# WHAT YOU HAVE TO DO:
How many lines of the entries below contain the string "each"? State the number alone.

═══ GIVEN INFORMATION ═══

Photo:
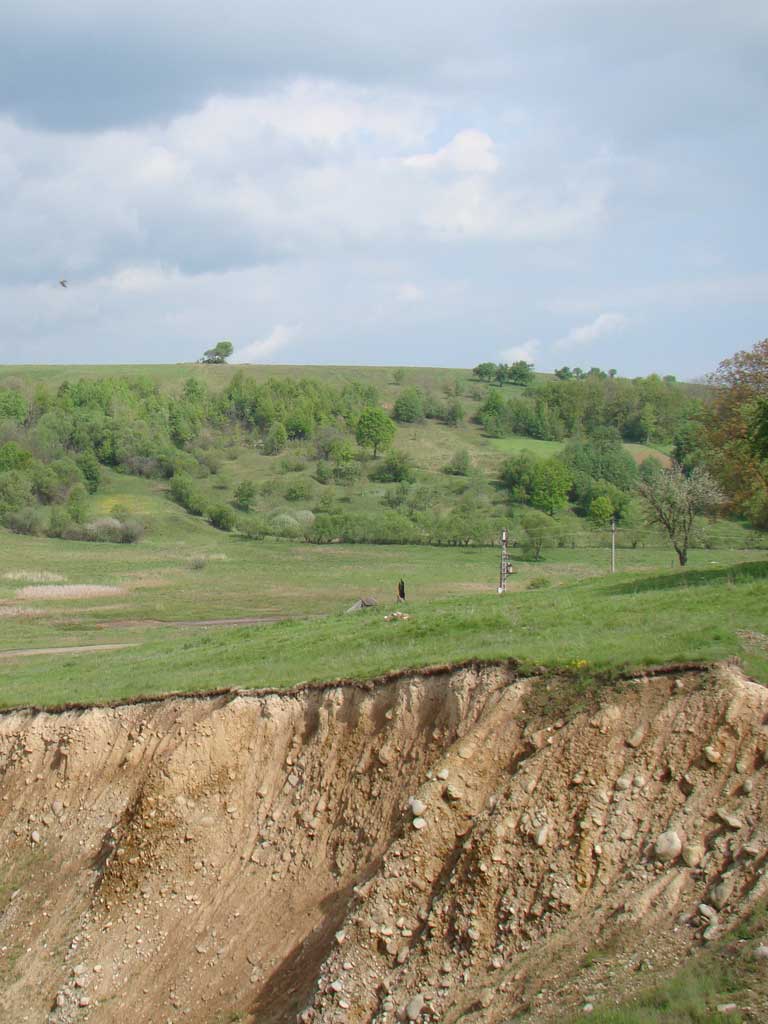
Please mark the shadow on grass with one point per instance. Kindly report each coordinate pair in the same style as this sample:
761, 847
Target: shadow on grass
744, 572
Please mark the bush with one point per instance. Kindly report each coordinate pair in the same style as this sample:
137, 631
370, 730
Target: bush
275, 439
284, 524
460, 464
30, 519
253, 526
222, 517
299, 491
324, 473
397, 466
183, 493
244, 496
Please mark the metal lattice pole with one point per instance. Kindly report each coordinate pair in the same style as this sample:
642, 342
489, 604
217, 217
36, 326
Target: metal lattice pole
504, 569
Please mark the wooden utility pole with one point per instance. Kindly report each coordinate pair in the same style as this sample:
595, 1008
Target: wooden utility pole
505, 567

═══
═══ GIVEN INFORMATION ═══

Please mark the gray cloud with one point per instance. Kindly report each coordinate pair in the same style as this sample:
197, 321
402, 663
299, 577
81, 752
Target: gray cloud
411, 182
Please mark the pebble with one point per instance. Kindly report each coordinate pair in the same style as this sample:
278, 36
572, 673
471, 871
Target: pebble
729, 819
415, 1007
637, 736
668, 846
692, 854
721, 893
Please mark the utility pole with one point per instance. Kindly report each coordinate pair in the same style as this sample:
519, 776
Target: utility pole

═══
═══ GIVEN INFORMATION ═══

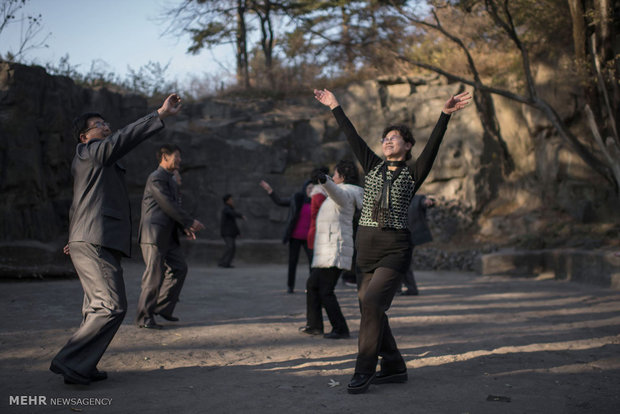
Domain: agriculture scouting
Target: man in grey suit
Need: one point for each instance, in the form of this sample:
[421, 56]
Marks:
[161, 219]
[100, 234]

═══

# YOUR RESPONSE:
8